**Record excerpts:**

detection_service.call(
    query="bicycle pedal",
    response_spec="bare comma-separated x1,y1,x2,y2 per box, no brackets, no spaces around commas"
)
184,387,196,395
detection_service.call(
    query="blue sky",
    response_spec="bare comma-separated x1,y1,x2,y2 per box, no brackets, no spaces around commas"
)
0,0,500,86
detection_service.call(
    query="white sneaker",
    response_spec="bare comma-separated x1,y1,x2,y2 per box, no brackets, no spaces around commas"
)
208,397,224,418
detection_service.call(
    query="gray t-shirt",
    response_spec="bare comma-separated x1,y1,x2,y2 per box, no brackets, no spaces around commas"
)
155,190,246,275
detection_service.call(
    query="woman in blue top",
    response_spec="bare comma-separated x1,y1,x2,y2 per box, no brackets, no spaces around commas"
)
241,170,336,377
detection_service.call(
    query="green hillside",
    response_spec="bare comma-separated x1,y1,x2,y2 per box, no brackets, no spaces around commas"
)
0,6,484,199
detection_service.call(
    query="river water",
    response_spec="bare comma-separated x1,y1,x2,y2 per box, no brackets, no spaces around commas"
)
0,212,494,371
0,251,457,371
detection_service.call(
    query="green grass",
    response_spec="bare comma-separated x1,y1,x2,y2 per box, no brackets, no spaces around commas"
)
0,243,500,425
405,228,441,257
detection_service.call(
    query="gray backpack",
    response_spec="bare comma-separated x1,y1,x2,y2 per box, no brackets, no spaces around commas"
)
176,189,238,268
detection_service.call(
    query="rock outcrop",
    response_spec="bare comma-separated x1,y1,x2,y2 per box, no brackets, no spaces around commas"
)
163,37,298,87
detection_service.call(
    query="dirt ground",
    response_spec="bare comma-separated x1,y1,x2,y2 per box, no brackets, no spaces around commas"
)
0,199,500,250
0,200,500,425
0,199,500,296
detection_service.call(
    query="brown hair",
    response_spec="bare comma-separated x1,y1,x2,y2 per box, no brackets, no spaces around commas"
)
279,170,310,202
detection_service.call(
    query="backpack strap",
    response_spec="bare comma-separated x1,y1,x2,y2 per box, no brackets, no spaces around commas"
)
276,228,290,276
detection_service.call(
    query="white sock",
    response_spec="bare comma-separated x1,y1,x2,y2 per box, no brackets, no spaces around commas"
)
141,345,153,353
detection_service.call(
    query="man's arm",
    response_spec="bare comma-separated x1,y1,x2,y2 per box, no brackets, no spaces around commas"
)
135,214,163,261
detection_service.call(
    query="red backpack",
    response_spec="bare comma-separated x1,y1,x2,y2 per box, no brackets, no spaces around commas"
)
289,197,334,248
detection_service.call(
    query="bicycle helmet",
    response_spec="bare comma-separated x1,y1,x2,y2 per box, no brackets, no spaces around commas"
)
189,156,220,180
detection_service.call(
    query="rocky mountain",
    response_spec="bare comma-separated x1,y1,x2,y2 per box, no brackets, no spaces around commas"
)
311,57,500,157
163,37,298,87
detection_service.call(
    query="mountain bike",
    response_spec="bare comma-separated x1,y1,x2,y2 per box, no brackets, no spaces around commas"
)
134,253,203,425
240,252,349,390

==

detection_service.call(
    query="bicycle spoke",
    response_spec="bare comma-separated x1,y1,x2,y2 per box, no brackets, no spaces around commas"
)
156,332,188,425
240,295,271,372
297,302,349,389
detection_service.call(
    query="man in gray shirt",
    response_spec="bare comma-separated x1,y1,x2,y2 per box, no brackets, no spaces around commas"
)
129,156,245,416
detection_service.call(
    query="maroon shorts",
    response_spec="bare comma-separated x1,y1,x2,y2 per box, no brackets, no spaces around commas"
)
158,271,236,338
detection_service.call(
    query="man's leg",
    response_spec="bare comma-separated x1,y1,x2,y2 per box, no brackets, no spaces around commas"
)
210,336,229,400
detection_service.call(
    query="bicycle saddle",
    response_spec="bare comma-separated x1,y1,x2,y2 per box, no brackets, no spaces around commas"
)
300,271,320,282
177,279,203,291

==

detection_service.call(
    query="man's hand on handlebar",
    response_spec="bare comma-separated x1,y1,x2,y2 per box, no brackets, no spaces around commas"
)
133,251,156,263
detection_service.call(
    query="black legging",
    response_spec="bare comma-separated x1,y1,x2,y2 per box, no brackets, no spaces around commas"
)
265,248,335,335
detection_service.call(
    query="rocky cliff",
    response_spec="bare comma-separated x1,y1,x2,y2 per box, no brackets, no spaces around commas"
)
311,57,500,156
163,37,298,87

**Exercise:** Tally the lines of the records above that contain the string "bicycle", and reply with the number alone.

**Answer to this exercise:** 4